[Soal Latihan]
a – Sebutkan semua tokoh yang disebut dalam esai tentang mahasiswa sebagai mahasiswa terdahulu dengan riwayat heroik.
b – Terjemahkan kalimat dari esai tentang mahasiswa ini ke dalam bahasa Inggris: "Barulah saya sadar, tak semua mahasiswa tekun berbuku dan giat sinau."
c – Lanjutkan esai tentang mahasiswa mulai dari kalimat terakhirnya.

[Teks Bacaan]
_____

Seluruh jagat manusia percaya bahwa Tuhan adalah satu-satunya yang sempurna. Satu-satunya pemilik segala maha, kecuali mahasiswa. Barangkali, tidak hanya di mata Tuhan, mahasiswa adalah produk “maha” yang gagal. Tidak memiliki riwayat yang ilahiah sama sekali. Saya tidak bermaksud menyinggung mahasiswa terdahulu yang barangkali memiliki banyak riwayat heroik seperti Bung Karno, Bung Hatta, Tan Malaka, Soe Hok Gie, B.J. Habibie, yang begitu tekun menjalankan perintah Tuhan yang pertama “ikrok”. Riwayat berbuku mereka tak pernah disangsikan sejarah. Tapi, mereka tak semerta-merta menamai diri “Mahasiswa”.
Saya
semenjak kecil memandang status mahasiswa sebagai status yang aduhai begitu
mulia. Mahasiswa memasuki segala lingkup tatanan, mulai dari pers yang bertugas
mengawal jalannya pemerintah maka muncul yang namanya pers mahasiswa sampai aktivis perburuhan. Dan saya,
kemudian bergabung dengan Lembaga Pers Mahasiswa (LPM) Fenomena. Barulah saya
sadar, tak semua mahasiswa tekun berbuku dan giat sinau. Ada mahasiswa yang
menghabiskan sekian banyak waktunya dengan diam. Sayangnya bukan semedi atau
meditasi sebagai laku menjernihkan nurani. Diamnya mahasiswa justru sebagai
korban teknologi yakni menjadi budak gawai. Dunianya sebesar layar lima inchi
dan bertubuh pada dua jempol saja. Menyedihkan.
Jadilah
segala perkara sesegera mungkin dikomentari, segala kasus secepat mungkin
diluruskan (versi masing-masing mahasiswa), dan segala kenyataan diabaikan
dengan kemayaan. Ironis, tetapi memang seperti itu. Akhirnya, mahasiswa
cenderung terjebak untuk mengkasuskan manusia dan memanusiakan kasus.
Mahasiswa dan Pemerintahan
Orde Lama
sebagai pemerintahan pertama pasca-kemerdekaan menjadi catatan penting termasuk
dalam dunia kemahasiswaan. Sekian tokoh lahir dari latar belakang mahasiswa.

_____

[Data Tersaji]

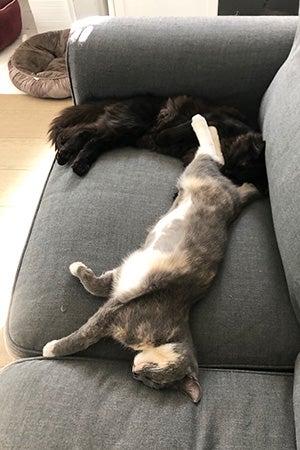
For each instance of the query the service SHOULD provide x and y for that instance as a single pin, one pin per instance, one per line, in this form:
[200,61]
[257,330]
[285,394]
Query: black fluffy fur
[81,133]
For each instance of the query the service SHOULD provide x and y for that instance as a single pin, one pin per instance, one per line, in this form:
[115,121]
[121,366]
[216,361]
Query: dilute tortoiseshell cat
[81,133]
[150,294]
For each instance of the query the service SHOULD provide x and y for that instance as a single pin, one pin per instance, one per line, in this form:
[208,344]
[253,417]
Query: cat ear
[190,386]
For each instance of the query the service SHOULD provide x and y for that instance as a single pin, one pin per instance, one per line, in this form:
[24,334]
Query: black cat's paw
[81,167]
[61,158]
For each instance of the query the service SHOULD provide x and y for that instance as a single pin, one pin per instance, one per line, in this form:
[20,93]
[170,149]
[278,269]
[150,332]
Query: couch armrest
[296,400]
[280,113]
[230,59]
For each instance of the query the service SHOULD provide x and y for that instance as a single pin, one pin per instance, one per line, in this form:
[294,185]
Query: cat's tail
[208,139]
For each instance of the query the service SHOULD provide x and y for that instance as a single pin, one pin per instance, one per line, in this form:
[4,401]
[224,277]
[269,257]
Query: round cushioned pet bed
[38,65]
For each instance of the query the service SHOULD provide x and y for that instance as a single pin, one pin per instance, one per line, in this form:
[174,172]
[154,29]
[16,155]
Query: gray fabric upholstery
[229,59]
[280,122]
[97,405]
[245,321]
[296,399]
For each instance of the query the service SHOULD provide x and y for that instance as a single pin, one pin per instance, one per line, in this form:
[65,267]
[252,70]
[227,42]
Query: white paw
[74,267]
[48,349]
[198,121]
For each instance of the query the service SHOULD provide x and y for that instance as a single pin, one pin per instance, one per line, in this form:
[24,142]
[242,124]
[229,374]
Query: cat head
[245,161]
[170,365]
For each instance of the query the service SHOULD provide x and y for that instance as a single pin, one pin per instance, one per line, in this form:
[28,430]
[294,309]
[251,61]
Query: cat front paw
[48,350]
[75,268]
[81,167]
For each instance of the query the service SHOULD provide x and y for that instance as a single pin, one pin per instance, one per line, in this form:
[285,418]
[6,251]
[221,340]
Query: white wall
[163,7]
[59,14]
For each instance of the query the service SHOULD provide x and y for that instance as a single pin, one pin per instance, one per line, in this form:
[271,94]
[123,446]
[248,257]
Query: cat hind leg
[99,286]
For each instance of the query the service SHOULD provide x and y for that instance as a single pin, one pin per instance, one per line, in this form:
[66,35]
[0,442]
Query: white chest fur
[162,254]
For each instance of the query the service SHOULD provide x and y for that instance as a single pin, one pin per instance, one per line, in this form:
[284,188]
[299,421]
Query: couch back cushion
[231,60]
[280,112]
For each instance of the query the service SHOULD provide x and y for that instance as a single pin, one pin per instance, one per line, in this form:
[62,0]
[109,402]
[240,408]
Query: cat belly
[164,253]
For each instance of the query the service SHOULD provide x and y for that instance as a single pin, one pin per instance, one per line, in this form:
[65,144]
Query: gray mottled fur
[181,254]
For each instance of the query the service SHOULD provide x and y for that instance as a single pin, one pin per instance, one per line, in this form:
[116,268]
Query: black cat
[81,133]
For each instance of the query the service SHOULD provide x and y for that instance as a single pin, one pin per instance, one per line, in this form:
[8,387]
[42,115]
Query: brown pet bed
[38,65]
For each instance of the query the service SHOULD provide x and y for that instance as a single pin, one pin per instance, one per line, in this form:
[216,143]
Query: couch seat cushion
[94,404]
[245,321]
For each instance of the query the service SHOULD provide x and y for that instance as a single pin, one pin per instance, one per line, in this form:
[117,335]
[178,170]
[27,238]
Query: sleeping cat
[150,294]
[81,133]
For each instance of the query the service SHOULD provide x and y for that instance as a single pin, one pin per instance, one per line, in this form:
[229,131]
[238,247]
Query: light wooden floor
[25,160]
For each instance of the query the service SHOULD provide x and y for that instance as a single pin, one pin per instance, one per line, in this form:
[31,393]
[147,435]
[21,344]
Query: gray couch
[246,331]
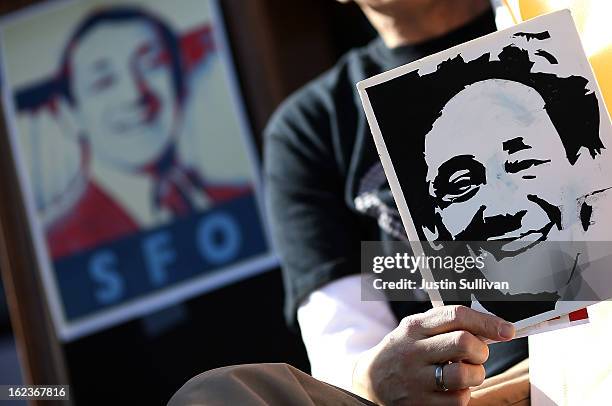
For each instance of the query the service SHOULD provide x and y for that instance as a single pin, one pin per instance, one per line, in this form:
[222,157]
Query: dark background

_____

[Jawaban Tiap Soal]
a – Bung Karno, Bung Hatta, Tan Malaka, Soe Hok Gie, B.J. Habibie

b – Only then did I realize that not all students are diligent with books and eager to study.

c –
Masyarakat pun semakin mendambakan anaknya bisa seperti Gie misalnya, begitu
aktif mengawal kebijakan pada pemerintahan Presiden Soekarno. Riwayat
demonstrasi Gie diabadikan Riri Riza dalam sebuah film Gie
(2005). Memang terbilang heroik riwayat demonstrasi Gie. Kita tahu bahwa
beberapa mahasiswa yang berdiri di barisan terdepan dalam demonstrasi justru
kerap mendapat jatah kursi “diam” di parlemen. Berbeda dengan Gie, saat
kebanyakan temannya memilih menjadi anggota dewan, Gie justru memilih
berliterasi dengan semesta raya. Ia pun mati di pangkuan gunung Semeru, Jawa
Timur.
sumber gambar: www.selasar.com |
Bisa
dikatakan mahasiswa – pada masa itu – memilik peran penting dalam pemerintahan
yang barusaja menyebut diri negeri demokrasi. Mahasiswa kerap turun ke jalan
untuk menyuarakan kritik atas kebijakan-kebijakan. Tetapi justru posisi penting
mahasiswa menjadi sasaran propaganda. Isu-isu mulai bermunculan dan tak
terkendali. Kita tahu Presiden Soekarno menjadi ancaman bagi negara-negara
Barat atas ketegasannya dalam setiap pengambilan keputusan. Tak heran jika
kemudian muncul pelbagai kelompok yang menginginkan Soekarno segera
dilengserkan. Aliran dana pun begitu deras mengalir pada kelompok-kelompok “makar”
tersebut.
Pelbagai ujicoba
pembunuhan pada Soekarno pun tercatat sejarah. Tetapi Soekarno bukan sembarangan
orang, ia pelaku spiritual. Ia pun pernah bertapa di Candi Wesi di lereng Gunung
Arjuna. Dan kita tahu, pelaku spiritual kerap mendapat bimbingan dari Guru
Sejati (Gusti). Pun kerap eling lan
waspodo seperti ajaran Ronggowarsito. Kemudian kita ingat, tak ada manusia
yang sempurna. Begitu paradoks memang kehidupan dunia. Soekarno pun jatuh,
ditandai dengan selembar Supersemar (Surat Perintah Sebelas Maret) dan disambut
dengan tragedi 65 atas pembantaian PKI termasuk Gerwani.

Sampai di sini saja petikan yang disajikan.